| Study questions |
1. Duplicate the part of the text on cannibalism that starts with "But it doesn’t" and goes on through "sold to neighbours.".
2. In the text on cannibalism, how many murders did the Canadian pig farmer Robert Pickton confess to?
3. Resume the text on cannibalism, starting right after its last sentence.

An editorial in the Idaho Statesman concluded:

But that’s where we are in Idaho: Unhinged, unreal legislators can bring forth just about any crazy idea and get a bill printed.

But imagining that humans might unwittingly eat other humans is not so far-fetched. Mythology is full of innocent cannibals—Agave eating her son Penteus, Thyestes eating his sons at his brother’s feast, Tereus eating Itys. Becoming “innocent” cannibals make us squirm, writes Donald Tuzin, because it denies us the escape of declaring the cannibal a maniac or monster—anyone can become a cannibal. In the movie The Farm, humans are treated as “living meat” exactly the way cattle are regarded on factory farms—the men are slaughtered for meat, the women bred and their infants pitilessly killed in front of the mother (as often happens in the dairy industry) so the farmers can sell the mothers’ milk. The final commodities are sold to innocent cannibals, who occasionally ring up, horrified to find residues such as a human tooth in their meat. Inverting the agricultural business plan, the “livestock” are human, while the farmers are dressed in animal masks.

But it doesn’t only happen in fiction. The Farm may be based on the Canadian pig farmer and serial killer Robert Pickton who confessed to 49 murders in the 1990s, and allegedly “processed” the meat of his rape and murder victims by feeding them to his pigs and, police said, possibly mixing them up with the pork products he sold to neighbours.

Joe Metheny claimed to have killed 13 people in the Baltimore area in the 1990s and turned them into burgers. He reported:

“Over the next couple weeks on the weekends I opened up a little open-pit beef stand. I had real roast beef and pork sandwiches and why not they were very good. The human body tastes very similar to pork. If you mix it together no one can tell the difference.”

In 2007, two men in England were arrested for the murder of a 14-year-old girl, with the prosecution claiming that her body had been cut up and minced into kebabs in a Blackpool takeaway called “Funny Boys”.

On April 9, 2012, police in Garanhuns, Brazil, arrested for murder Jorge Beltrao Negromonte da Silveira, his wife, Isabel Pires, and his mistress, Bruna Cristina Oliveira, who all lived together in a group they called “The Cartel”.

Image-grounded pointing data:

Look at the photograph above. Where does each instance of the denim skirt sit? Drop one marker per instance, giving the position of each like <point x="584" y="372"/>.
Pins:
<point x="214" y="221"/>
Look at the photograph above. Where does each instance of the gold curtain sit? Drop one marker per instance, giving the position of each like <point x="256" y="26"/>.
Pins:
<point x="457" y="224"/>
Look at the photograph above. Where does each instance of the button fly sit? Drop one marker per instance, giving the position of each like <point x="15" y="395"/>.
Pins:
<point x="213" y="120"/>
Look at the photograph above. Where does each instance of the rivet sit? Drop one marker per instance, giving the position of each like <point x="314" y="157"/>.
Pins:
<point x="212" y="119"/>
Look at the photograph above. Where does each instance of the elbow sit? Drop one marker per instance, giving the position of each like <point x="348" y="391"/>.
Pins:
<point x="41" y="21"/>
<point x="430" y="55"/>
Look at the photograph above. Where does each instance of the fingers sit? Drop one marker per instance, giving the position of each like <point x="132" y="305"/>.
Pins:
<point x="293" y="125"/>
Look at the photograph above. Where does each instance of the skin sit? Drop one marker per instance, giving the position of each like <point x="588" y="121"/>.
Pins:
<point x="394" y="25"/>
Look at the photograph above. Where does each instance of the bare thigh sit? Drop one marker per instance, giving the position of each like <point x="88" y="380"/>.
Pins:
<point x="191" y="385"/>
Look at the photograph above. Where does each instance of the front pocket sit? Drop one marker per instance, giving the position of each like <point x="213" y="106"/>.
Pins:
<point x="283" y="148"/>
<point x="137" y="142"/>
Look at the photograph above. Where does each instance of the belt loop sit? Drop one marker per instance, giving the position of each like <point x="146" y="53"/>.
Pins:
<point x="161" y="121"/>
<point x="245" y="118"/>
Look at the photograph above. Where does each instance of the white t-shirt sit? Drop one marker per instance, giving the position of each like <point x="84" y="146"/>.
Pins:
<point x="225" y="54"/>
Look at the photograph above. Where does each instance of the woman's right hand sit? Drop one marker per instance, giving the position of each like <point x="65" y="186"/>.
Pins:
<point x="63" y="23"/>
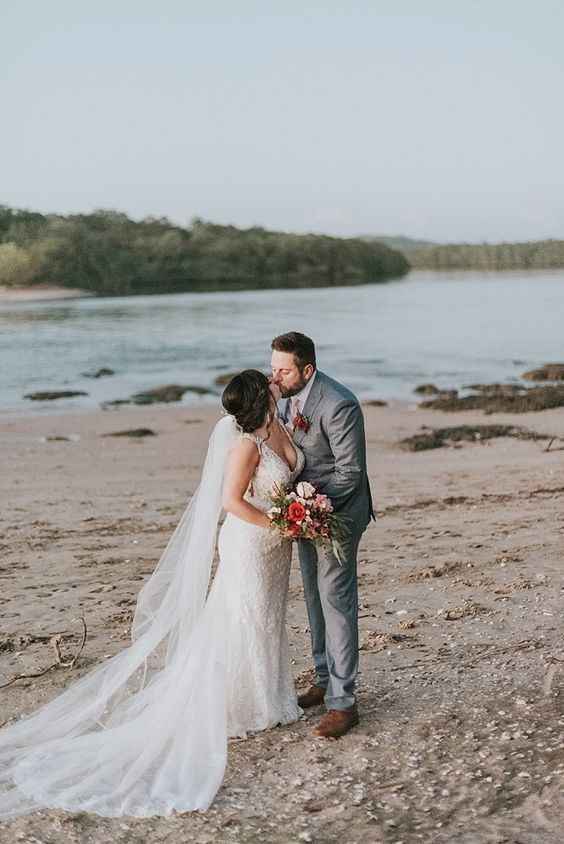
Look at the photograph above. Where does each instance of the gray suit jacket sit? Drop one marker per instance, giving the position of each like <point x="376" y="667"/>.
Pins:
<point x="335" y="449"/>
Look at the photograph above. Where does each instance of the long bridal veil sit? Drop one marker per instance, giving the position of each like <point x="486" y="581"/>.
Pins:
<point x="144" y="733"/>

==

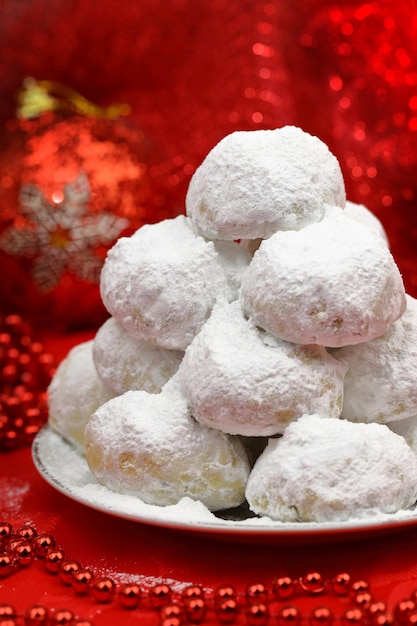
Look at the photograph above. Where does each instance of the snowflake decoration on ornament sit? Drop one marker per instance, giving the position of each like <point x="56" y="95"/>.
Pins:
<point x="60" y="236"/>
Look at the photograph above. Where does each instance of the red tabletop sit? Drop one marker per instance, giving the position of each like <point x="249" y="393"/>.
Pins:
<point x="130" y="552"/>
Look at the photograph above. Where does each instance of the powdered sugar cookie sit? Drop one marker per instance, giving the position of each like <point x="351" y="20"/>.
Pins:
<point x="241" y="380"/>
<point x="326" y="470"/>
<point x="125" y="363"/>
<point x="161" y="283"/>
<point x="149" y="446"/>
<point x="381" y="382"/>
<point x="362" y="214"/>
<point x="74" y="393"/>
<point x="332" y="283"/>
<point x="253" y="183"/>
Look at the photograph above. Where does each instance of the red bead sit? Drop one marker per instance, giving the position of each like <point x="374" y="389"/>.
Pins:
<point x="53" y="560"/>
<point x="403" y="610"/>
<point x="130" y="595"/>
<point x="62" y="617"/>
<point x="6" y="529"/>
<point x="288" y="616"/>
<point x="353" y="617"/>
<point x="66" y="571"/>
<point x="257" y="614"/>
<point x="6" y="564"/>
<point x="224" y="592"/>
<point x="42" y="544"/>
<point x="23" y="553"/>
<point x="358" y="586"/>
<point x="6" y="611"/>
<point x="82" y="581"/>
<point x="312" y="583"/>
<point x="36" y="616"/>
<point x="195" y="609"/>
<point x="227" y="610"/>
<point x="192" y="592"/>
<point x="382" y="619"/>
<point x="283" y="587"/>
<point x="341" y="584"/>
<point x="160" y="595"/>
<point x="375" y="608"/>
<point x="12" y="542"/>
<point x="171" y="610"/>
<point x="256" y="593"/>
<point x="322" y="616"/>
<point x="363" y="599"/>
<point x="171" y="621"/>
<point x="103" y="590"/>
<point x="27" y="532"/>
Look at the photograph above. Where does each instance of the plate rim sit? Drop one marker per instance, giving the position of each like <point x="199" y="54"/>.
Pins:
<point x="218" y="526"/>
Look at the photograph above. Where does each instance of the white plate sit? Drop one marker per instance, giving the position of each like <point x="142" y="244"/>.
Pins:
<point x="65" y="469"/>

| Results for each task |
1.
But it doesn’t only happen in fiction. The Farm may be based on the Canadian pig farmer and serial killer Robert Pickton who confessed to 49 murders in the 1990s, and allegedly “processed” the meat of his rape and murder victims by feeding them to his pigs and, police said, possibly mixing them up with the pork products he sold to neighbours.

2. 49

3.
Residing with the Cartel was a small child named Vitória, who had been the daughter of their first victim. The child’s mother was a seventeen-year-old homeless woman whom the Cartel had invited into their home in Olinda in May 2008. She had been murdered by the Cartel, who then dismembered and skinned her body, storing the meat in their refrigerator before seasoning it with salt and cumin, grilling and eating it. The woman’s daughter was fed some of her mother’s flesh.

The worldwide public interest in the crimes did not stem from their murder of three young mothers, but from the fact that the Cartel had baked the victims’ flesh into salgados, salty, deep-fried pastries, which they then sold to the unsuspecting public. To the disappointment of the media, the pictures of the perpetrators showed them as three ordinary Brazilians, not the monsters the public had expected.

Back to Idaho, where Rep Heather Scott’s bill 522 sailed through the House and is heading to the Senate. She quoted in support of her bill from a recent article in The New Scientist which reviewed the human history of cannibalism (they concluded that it happened a lot) and stated:

“Ethically, cannibalism poses fewer issues than you might imagine. If a body can be bequeathed with consent to medical science, why can’t it be left to feed the hungry? Our aversion has been explained in various ways. Perhaps it is down to the fact that, in Western religious traditions, bodies are seen as the seat of the soul and have a whiff of the sacred. Or maybe it is culturally ingrained, with roots in early modern colonialism, when racist stereotypes of the cannibal were concocted to justify subjugation.”

We don’t have to buy mulch to end up cannibals. Any sausage or burger might have human flesh in it, and no one would know the difference. We are animals, large mammals, made of red meat like cows, pigs and sheep. Unless you think we have some sort of supernatural dissimilarity from other animals, the thin red line between different species can only be identified as a cultural construct.